#### OBJECTIVE
Continue the stability selection documentation below from its last line.

#### TEXT
If the user runs the fitting method with option
'bulletproof' set to FALSE, the algorithm may stop
at an early stage of the path. Early stops of the underlying
fitting function are handled internally, in the following way: we
chose to simply skip the results associated with such runs, in
order not to bias the stability selection procedure. If it occurs
too often, a warning is sent to the user, in which case you should
reconsider the grid of lambda1 for stability selection. If
bulletproof is TRUE (the default), there is nothing
to worry about, except a possible slow down when any switching to
the proximal algorithm is required.
References
N. Meinshausen and P. Buhlmann (2010). Stability Selection, JRSS(B).
Examples
## Not run:
## Simulating multivariate Gaussian with blockwise correlation
## and piecewise constant vector of parameters
beta <- rep(c(0,1,0,-1,0), c(25,10,25,10,25))

Picture shape labeling items:

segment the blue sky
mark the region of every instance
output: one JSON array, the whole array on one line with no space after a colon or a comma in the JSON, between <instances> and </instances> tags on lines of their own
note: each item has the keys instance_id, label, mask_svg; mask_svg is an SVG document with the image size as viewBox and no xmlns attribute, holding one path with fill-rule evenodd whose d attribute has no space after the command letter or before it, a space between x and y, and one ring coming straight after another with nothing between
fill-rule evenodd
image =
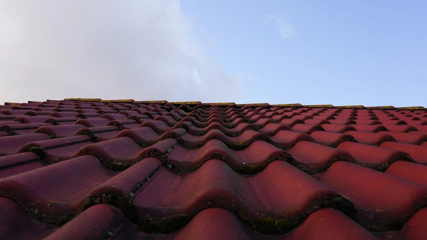
<instances>
[{"instance_id":1,"label":"blue sky","mask_svg":"<svg viewBox=\"0 0 427 240\"><path fill-rule=\"evenodd\" d=\"M0 2L0 102L427 107L427 2Z\"/></svg>"},{"instance_id":2,"label":"blue sky","mask_svg":"<svg viewBox=\"0 0 427 240\"><path fill-rule=\"evenodd\" d=\"M427 105L427 2L182 4L208 56L258 76L244 102ZM281 36L281 24L293 34Z\"/></svg>"}]
</instances>

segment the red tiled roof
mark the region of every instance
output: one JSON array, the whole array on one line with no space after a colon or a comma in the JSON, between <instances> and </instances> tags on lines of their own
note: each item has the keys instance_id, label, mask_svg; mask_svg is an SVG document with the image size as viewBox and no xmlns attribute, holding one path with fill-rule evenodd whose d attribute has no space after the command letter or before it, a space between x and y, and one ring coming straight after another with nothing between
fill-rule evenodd
<instances>
[{"instance_id":1,"label":"red tiled roof","mask_svg":"<svg viewBox=\"0 0 427 240\"><path fill-rule=\"evenodd\" d=\"M427 110L0 106L1 239L422 239Z\"/></svg>"}]
</instances>

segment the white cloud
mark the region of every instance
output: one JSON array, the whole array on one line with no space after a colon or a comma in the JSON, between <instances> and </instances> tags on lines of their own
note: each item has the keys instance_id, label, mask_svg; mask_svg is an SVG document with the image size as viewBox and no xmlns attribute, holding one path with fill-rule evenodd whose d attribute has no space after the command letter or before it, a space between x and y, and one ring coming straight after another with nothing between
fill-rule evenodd
<instances>
[{"instance_id":1,"label":"white cloud","mask_svg":"<svg viewBox=\"0 0 427 240\"><path fill-rule=\"evenodd\" d=\"M276 29L282 37L289 38L294 34L293 30L291 28L290 24L283 18L278 17L275 14L267 15L267 18L274 20L276 24Z\"/></svg>"},{"instance_id":2,"label":"white cloud","mask_svg":"<svg viewBox=\"0 0 427 240\"><path fill-rule=\"evenodd\" d=\"M253 74L248 74L246 76L248 81L250 82L255 82L259 80L259 77Z\"/></svg>"},{"instance_id":3,"label":"white cloud","mask_svg":"<svg viewBox=\"0 0 427 240\"><path fill-rule=\"evenodd\" d=\"M236 102L178 0L0 2L0 100Z\"/></svg>"}]
</instances>

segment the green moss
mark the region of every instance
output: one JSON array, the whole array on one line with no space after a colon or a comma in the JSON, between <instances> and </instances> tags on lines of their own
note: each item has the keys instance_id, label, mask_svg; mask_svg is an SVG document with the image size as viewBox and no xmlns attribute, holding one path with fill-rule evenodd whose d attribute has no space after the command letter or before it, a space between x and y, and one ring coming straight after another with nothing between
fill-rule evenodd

#### RESPONSE TO THE EXERCISE
Soo <- matrix(0.75,25,25) ## bloc correlation between zero variables
Sww <- matrix(0.75,10,10) ## bloc correlation between active variables
Sigma <- bdiag(Soo,Sww,Soo,Sww,Soo) + 0.2
diag(Sigma) <- 1
n <- 100
x <- as.matrix(matrix(rnorm(95*n),n,95) %*% chol(Sigma))
y <- 10 + x %*% beta + rnorm(n,0,10)
## Build a vector of label for true nonzeros
labels <- rep("irrelevant", length(beta))
labels[beta != 0] <- c("relevant")
labels <- factor(labels, ordered=TRUE, levels=c("relevant","irrelevant"))
enet <- elastic_net(x, y, lambda2 = 10, struct = solve(Sigma), minratio = 1e-2)
stab <- stability(enet, n_subsamples = 200)
## Build the plot an recover the selected variable
plot(stab, labels=labels)
stabpath <- plot(stab, xvar="fraction", labels=labels, sel_mode="PFER", cutoff=0.75, PFER=1)
cat("\nFalse positives for the randomized Elastic-net with stability selection: ",
sum(labels[stab$selection()] != "relevant"))
cat("\nDONE.\n")
## End(Not run)